Location identification items:

=====

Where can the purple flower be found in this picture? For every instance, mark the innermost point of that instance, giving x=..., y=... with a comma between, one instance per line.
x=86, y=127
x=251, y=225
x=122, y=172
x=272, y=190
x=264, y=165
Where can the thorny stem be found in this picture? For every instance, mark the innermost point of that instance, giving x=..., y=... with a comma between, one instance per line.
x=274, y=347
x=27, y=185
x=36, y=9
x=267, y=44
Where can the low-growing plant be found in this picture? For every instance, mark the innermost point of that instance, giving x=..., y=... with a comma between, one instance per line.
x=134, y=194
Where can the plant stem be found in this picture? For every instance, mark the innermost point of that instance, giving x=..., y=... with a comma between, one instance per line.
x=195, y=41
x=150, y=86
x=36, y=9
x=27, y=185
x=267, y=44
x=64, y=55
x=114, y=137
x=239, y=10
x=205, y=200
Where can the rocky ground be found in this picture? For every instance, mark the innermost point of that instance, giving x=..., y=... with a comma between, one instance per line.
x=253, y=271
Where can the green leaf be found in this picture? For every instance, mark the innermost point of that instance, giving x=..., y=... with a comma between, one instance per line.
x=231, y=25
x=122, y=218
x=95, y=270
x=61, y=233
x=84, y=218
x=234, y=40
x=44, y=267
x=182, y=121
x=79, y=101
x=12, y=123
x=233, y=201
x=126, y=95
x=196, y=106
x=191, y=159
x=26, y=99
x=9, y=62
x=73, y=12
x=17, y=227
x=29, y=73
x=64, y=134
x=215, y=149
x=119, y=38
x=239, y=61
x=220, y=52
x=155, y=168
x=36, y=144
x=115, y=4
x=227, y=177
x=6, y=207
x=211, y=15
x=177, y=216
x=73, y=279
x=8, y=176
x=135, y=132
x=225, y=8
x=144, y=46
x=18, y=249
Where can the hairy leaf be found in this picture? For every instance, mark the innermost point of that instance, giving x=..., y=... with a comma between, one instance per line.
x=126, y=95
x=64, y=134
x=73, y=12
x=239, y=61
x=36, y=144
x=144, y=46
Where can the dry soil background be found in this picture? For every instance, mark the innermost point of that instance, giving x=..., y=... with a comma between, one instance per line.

=====

Task brief: Please reproduce all of the material above word for word.

Exercise solution:
Where can the purple flower be found in this picture? For every instance, mark the innermost point of that instance, giving x=..., y=... with a comma between, one instance per line.
x=86, y=127
x=251, y=225
x=122, y=172
x=272, y=190
x=264, y=165
Where can the thorny stem be found in this picture? For every instance, mark the innermost point of that instance, giving x=..., y=... with a comma between, one instance per line.
x=274, y=347
x=27, y=185
x=36, y=9
x=267, y=44
Where can the low-growing plant be found in this picture? For every instance, mark the innermost point of that instance, giving x=..., y=... with a comma between, one instance per line.
x=134, y=194
Where can the plant stem be found in this picture? For every instance, mark the innermost point of that instance, giving x=..., y=... with a comma between, one instance per line.
x=195, y=41
x=150, y=86
x=36, y=9
x=27, y=185
x=267, y=44
x=64, y=55
x=114, y=137
x=239, y=10
x=205, y=200
Where can the rocky ground be found in this picture? For every instance, mark the innermost point of that instance, giving x=..., y=... with a comma between, one instance per line.
x=253, y=271
Where can the green leaf be found in this picture? For every instance, mark the innermost point of that instance, giving x=..., y=... with a comma between, one instance per line.
x=231, y=25
x=122, y=218
x=95, y=270
x=61, y=233
x=84, y=218
x=234, y=40
x=44, y=267
x=182, y=121
x=79, y=101
x=12, y=123
x=233, y=201
x=126, y=95
x=196, y=106
x=191, y=159
x=26, y=99
x=9, y=62
x=73, y=12
x=17, y=227
x=29, y=73
x=64, y=134
x=215, y=149
x=119, y=38
x=239, y=61
x=220, y=52
x=155, y=168
x=36, y=144
x=115, y=4
x=227, y=177
x=6, y=207
x=211, y=15
x=177, y=216
x=73, y=279
x=8, y=176
x=135, y=132
x=225, y=8
x=144, y=46
x=18, y=249
Where can the hairy leaf be found in this picture? For every instance, mark the innermost point of that instance, giving x=..., y=... with a comma between, one instance per line.
x=126, y=95
x=64, y=134
x=73, y=12
x=239, y=61
x=36, y=144
x=144, y=46
Where can the dry soil background be found in this picture? For every instance, mark the innermost point of that instance, giving x=..., y=... with a comma between, one instance per line.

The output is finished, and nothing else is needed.